Answer these questions from the devotional on the peace of God below:
(a) Which verse is quoted beneath the title?
(b) How many times did Paul ask the Lord to remove his thorn in the flesh?
(c) Whose visit brought a partial return of Paul's sight?

SELECTED EXCERPT –
____________

The Peace of God

“Thou wilt keep him in perfect peace, whose mind is stayed on thee: because he trusteth in thee.”
—Isaiah 26:3

OFTEN WE MAY WISH to change the circumstances of our lives, thinking that in this way we could serve the Lord better. Even the Apostle Paul had thoughts along this line, but he learned that the Lord’s way for him was best. At the time of his conversion he was blinded by the light which shone “above the brightness of the sun.” (Acts 9:3; 26:13) Later, when visited by Ananias, his sight was partially restored, but he did not regain his normal vision, and was afflicted with this handicap for the remainder of his life. Paul refers to this as a “thorn in the flesh.”—II Cor. 12:7


It was natural for Paul to reason that he could serve the Lord more efficiently if he had better eyesight, so he made it a matter of special prayer. He besought the Lord three times to have this thorn in the flesh removed, but the Lord’s answer to the apostle was, “My grace is sufficient for thee: for my strength is made perfect in weakness.” (II Cor. 12:9) Paul’s heart responded to this answer, and he wrote, “Most gladly therefore will I rather glory in my infirmities, that the power of Christ may rest upon me.”

In reasoning on this matter, Paul concluded that if he did not have this affliction he might be “exalted above measure” (II Cor. 12:7), and thus be inclined to trust in his own strength and abilities rather than in the Lord’s. And herein is the reason for many of the experiences and circumstances which the Lord permits to come into our lives. He wants us to realize that every victory of faith is his victory, and that our every success and accomplishment should be accredited to him. It is so easy to forget that he is fighting our battles for us in the narrow way; so in his wisdom and mercy he allows conditions to be such that we are continually reminded of our need of him.


The ‘thorn in the flesh’ which buffets us may be one or more of a number of things which our faulty judgment might think should be changed. With some, for example, it may be environment. We may be the only one in our family that is rejoicing in the light of the present truth and running in the narrow way toward the prize of the High Calling of God in Christ Jesus. We may think, “If I could only enjoy the fellowship of someone right in my own home, how grand that would be, and how much better progress I could make in developing the fruits and graces of the Holy Spirit!”

____________

Records from a data collection:

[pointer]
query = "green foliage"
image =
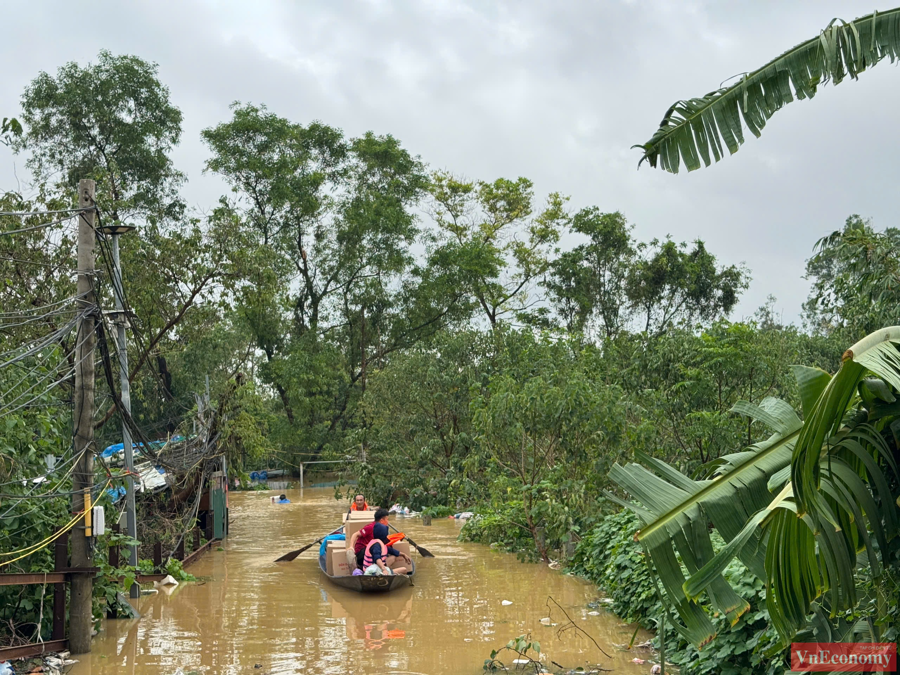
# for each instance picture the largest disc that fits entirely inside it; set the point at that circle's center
(112, 580)
(855, 274)
(437, 511)
(697, 129)
(504, 528)
(610, 557)
(111, 121)
(497, 242)
(175, 568)
(519, 646)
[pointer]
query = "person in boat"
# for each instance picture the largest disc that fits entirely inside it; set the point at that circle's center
(378, 552)
(362, 538)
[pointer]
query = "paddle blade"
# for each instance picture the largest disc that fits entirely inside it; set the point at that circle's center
(424, 552)
(287, 557)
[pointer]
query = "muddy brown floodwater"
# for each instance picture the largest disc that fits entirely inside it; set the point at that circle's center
(246, 614)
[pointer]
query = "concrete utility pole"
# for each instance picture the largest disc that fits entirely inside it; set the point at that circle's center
(80, 617)
(122, 348)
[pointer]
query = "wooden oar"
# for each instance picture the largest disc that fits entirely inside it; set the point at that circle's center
(287, 557)
(424, 552)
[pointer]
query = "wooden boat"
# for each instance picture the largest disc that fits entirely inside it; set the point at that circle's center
(370, 584)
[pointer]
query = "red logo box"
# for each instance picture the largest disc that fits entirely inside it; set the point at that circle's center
(844, 657)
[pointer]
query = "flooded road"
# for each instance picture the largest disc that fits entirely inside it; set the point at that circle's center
(246, 614)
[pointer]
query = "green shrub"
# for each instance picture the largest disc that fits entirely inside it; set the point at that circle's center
(609, 557)
(438, 511)
(499, 529)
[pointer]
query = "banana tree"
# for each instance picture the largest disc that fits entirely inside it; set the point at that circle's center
(811, 510)
(696, 129)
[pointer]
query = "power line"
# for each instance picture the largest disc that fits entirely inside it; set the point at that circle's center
(36, 227)
(73, 211)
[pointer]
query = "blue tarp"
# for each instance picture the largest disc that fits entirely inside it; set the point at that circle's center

____________

TASK ANSWER –
(a) Isaiah 26:3
(b) Three times
(c) Ananias's